## Provided information
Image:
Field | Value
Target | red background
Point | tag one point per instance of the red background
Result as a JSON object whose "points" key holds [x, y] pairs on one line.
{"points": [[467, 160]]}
...
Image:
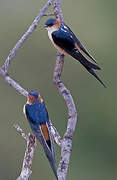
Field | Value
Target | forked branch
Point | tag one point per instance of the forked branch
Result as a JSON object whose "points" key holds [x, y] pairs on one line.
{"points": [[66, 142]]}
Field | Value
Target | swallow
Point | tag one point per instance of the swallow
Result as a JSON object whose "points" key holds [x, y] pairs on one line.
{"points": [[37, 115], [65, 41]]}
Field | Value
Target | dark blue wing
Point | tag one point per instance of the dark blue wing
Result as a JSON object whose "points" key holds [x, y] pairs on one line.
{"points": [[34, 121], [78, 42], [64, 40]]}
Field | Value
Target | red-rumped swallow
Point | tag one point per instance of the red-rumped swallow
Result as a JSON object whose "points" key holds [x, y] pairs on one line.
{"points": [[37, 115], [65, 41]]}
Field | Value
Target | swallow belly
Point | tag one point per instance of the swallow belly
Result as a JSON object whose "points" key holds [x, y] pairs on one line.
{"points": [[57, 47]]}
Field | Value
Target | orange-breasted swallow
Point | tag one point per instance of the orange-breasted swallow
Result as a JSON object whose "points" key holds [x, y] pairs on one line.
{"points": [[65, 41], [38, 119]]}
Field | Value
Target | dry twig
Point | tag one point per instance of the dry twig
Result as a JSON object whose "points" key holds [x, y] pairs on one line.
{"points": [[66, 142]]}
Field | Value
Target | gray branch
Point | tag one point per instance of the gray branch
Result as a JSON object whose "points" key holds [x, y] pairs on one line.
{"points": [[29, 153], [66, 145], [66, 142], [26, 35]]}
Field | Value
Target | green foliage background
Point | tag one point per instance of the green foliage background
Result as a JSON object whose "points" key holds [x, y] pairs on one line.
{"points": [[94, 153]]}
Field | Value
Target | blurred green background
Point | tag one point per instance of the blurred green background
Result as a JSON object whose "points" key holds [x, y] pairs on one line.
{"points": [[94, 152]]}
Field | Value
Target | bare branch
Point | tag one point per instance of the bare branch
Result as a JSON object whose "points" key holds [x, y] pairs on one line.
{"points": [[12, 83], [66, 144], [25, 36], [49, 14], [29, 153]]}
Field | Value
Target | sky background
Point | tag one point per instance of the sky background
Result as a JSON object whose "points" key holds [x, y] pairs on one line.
---
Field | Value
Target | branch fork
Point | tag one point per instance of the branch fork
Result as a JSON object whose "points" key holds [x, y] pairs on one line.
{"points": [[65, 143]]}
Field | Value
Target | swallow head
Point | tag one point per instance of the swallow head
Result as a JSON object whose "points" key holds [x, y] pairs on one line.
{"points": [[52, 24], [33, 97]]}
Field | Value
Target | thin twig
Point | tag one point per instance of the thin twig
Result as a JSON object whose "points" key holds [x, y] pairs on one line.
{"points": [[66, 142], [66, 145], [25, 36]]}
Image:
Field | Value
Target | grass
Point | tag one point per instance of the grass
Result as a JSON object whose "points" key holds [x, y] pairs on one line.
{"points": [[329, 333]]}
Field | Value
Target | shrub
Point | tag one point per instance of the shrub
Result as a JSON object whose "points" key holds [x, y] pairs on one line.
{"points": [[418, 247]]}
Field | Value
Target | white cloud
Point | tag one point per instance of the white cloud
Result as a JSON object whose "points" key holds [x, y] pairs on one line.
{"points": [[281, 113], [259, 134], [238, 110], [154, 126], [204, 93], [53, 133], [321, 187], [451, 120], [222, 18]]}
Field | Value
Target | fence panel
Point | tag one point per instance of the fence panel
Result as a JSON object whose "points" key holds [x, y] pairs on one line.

## What to work on
Provide every line from the material that contains the word "thin".

## Task solution
Target | thin twig
Point | tag one point per instance of the thin twig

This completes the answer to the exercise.